## [REQUIRED TASK]
Look at the entries below and reproduce them exactly.

[A run of records]
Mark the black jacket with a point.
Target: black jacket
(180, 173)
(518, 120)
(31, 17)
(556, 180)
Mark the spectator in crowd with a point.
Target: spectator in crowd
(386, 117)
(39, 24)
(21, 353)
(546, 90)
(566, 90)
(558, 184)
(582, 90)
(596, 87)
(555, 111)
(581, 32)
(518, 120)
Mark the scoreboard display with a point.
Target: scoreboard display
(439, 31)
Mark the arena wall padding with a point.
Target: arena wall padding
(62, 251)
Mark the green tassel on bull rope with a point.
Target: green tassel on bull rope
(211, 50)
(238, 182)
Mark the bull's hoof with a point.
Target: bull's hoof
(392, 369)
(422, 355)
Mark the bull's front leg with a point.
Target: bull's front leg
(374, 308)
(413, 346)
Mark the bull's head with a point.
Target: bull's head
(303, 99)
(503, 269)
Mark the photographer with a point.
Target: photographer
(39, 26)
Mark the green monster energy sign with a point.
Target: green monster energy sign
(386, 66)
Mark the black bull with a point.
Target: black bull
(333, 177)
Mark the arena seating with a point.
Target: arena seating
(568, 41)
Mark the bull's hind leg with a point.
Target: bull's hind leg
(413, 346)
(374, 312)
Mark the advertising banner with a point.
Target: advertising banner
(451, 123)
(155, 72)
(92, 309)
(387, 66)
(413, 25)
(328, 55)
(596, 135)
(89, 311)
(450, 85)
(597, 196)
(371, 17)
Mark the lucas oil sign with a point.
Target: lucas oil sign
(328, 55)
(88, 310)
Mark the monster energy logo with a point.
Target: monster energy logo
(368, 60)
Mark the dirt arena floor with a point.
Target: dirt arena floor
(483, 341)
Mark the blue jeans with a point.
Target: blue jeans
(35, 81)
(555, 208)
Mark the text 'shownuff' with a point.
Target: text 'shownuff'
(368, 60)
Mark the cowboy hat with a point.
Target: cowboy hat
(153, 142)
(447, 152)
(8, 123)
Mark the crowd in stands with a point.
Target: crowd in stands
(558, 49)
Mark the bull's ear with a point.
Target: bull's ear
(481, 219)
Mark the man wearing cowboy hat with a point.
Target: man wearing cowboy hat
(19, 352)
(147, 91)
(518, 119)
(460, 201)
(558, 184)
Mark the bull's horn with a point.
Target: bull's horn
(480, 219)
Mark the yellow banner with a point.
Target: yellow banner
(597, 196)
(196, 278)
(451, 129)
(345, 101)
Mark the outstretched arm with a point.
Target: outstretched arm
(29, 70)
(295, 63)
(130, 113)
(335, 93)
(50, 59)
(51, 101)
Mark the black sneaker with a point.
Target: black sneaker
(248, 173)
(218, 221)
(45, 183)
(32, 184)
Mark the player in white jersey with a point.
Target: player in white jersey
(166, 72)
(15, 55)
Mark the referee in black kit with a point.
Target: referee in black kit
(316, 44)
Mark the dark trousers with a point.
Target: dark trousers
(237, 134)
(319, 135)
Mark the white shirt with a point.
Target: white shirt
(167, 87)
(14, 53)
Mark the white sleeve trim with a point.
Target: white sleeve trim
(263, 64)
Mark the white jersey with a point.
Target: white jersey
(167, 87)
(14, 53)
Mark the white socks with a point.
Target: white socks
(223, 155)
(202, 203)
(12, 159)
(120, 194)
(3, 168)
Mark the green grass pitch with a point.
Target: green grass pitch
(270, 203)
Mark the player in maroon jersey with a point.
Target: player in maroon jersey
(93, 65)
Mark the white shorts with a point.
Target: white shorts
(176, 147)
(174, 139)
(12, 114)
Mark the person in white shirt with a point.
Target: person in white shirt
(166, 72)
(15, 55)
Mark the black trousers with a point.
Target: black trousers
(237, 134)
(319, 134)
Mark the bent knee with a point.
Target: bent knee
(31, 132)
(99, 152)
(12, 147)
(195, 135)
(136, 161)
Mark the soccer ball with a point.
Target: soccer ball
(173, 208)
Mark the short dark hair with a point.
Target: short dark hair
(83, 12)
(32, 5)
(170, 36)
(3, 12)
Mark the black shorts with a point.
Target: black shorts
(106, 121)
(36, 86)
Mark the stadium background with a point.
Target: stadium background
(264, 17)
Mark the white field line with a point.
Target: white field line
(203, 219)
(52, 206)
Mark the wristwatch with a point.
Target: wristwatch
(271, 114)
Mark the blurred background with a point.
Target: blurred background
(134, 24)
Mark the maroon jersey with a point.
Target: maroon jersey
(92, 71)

## [WRITTEN SOLUTION]
Mark the black jacket with a point.
Target: black jacket
(180, 173)
(518, 120)
(31, 17)
(556, 180)
Mark the spectator in crowd with a point.
Target: spectator in crowd
(386, 117)
(39, 24)
(21, 353)
(546, 90)
(566, 90)
(558, 184)
(582, 90)
(596, 87)
(555, 111)
(581, 32)
(518, 120)
Mark the scoreboard display with a point.
Target: scoreboard display
(439, 31)
Mark the arena wall padding with a point.
Target: arena wall padding
(62, 251)
Mark the green tassel on bull rope with a point.
Target: green tassel on bull rope
(211, 50)
(238, 182)
Mark the bull's hoof with a point.
Target: bull's hoof
(392, 369)
(422, 355)
Mark the bull's front leg with a point.
Target: bull's front leg
(374, 308)
(413, 346)
Mark the bull's head with a point.
Target: bull's head
(303, 99)
(503, 269)
Mark the photographer with a point.
Target: photographer
(39, 26)
Mark the green monster energy sign with a point.
Target: green monster energy sign
(386, 66)
Mark the black bull with a point.
Target: black bull
(333, 177)
Mark the arena seating with a point.
Target: arena seating
(568, 41)
Mark the bull's hind leg with a point.
Target: bull's hind leg
(413, 346)
(374, 312)
Mark the advertising banner with a point.
Target: advertising banner
(451, 123)
(155, 72)
(92, 309)
(387, 66)
(413, 25)
(328, 55)
(596, 135)
(89, 311)
(450, 85)
(597, 196)
(371, 17)
Mark the lucas oil sign with a point.
Target: lucas oil sign
(328, 55)
(88, 310)
Mark the monster energy logo with a point.
Target: monster energy logo
(368, 60)
Mark the dirt arena floor with a point.
Target: dirt arena floor
(483, 341)
Mark the blue jeans with a point.
Target: blue jeans
(35, 81)
(555, 208)
Mark the text 'shownuff' with a point.
Target: text 'shownuff'
(368, 60)
Mark the cowboy hat with a point.
Target: cowboy hat
(153, 142)
(447, 152)
(8, 123)
Mark the crowd in stands with a point.
Target: crowd in stands
(558, 49)
Mark the bull's ear with a point.
Target: bull's ear
(481, 219)
Mark the man wearing cowboy hat with a point.
Target: man wearing cowboy hat
(19, 352)
(147, 91)
(518, 119)
(460, 201)
(558, 184)
Mark the bull's horn with a point.
Target: bull's horn
(480, 219)
Mark the yellow banner with a point.
Target: yellow banner
(597, 196)
(196, 278)
(451, 129)
(345, 101)
Mark the outstretched arm with a point.
Target: outstretched arm
(29, 70)
(295, 63)
(130, 113)
(335, 93)
(50, 59)
(51, 101)
Mark the black sneaker with a point.
Target: black sneaker
(248, 173)
(218, 221)
(45, 183)
(32, 184)
Mark the player in white jersey with a point.
Target: player in white jersey
(166, 72)
(15, 55)
Mark the referee in black kit with a point.
Target: referee in black kit
(316, 44)
Mark the dark trousers with a point.
Target: dark trousers
(237, 134)
(319, 135)
Mark the white shirt with a point.
Target: white shirt
(167, 87)
(14, 53)
Mark the white sleeve trim with a point.
Target: white sleeve trim
(263, 64)
Mark the white jersey with a point.
Target: white jersey
(167, 87)
(14, 53)
Mark the white socks with a point.
Target: white socks
(223, 155)
(202, 203)
(12, 159)
(120, 194)
(3, 168)
Mark the green grass pitch with a point.
Target: green grass pitch
(270, 203)
Mark the player in maroon jersey with a point.
Target: player in maroon jersey
(93, 65)
Mark the white shorts with a point.
Target: white shorts
(176, 147)
(174, 139)
(12, 114)
Mark the person in white shirt with a point.
Target: person in white shirt
(166, 72)
(15, 55)
Mark the black trousers with a point.
Target: black trousers
(237, 134)
(319, 134)
Mark the bent knee with a point.
Target: bent knee
(31, 132)
(99, 152)
(12, 147)
(195, 135)
(136, 161)
Mark the soccer ball with a point.
Target: soccer ball
(173, 208)
Mark the short dark hair with a point.
Target: short dark hair
(83, 12)
(32, 5)
(170, 36)
(3, 12)
Mark the black shorts with a point.
Target: black shorts
(106, 121)
(36, 86)
Mark the stadium background with a point.
Target: stadium background
(264, 17)
Mark the white field line with a point.
Target: white field line
(203, 219)
(52, 206)
Mark the wristwatch with a point.
Target: wristwatch
(271, 114)
Mark the blurred background with a point.
Target: blurred background
(134, 24)
Mark the maroon jersey with a point.
Target: maroon jersey
(92, 71)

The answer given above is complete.